Repeat every line of the data exactly; no picture belongs in the copy.

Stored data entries

= = = = = = =

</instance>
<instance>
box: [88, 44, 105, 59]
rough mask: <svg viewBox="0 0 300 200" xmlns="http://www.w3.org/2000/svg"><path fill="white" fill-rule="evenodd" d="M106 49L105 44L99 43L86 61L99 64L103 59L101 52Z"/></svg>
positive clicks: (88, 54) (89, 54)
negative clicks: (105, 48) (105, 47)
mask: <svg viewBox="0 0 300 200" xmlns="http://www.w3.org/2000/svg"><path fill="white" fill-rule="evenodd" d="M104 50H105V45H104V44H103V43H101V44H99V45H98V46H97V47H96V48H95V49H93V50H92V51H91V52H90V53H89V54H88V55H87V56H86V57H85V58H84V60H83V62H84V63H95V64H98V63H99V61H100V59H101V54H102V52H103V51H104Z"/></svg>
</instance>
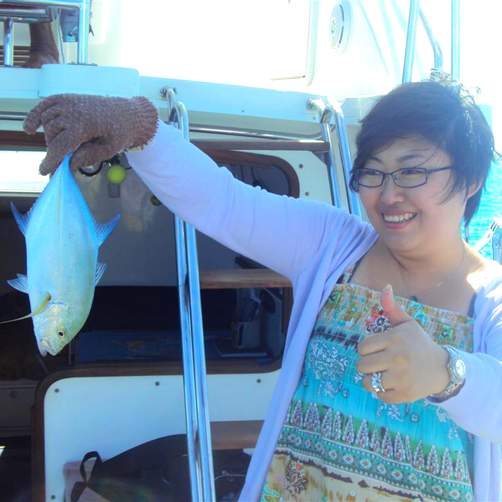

= = = = = = =

Worked solution
</instance>
<instance>
box: [88, 44, 105, 59]
rough mask: <svg viewBox="0 0 300 200" xmlns="http://www.w3.org/2000/svg"><path fill="white" fill-rule="evenodd" d="M106 49L105 44L99 43L86 61L99 64L103 59L101 52Z"/></svg>
positive clicks: (88, 54) (89, 54)
negative clicks: (105, 48) (105, 47)
mask: <svg viewBox="0 0 300 200" xmlns="http://www.w3.org/2000/svg"><path fill="white" fill-rule="evenodd" d="M104 50H105V45H104V44H103V43H101V44H99V45H98V46H97V47H96V48H95V49H93V50H92V51H91V52H90V53H89V54H88V55H87V56H86V57H85V58H84V60H83V62H84V63H95V64H98V63H99V61H100V59H101V54H102V52H103V51H104Z"/></svg>
</instance>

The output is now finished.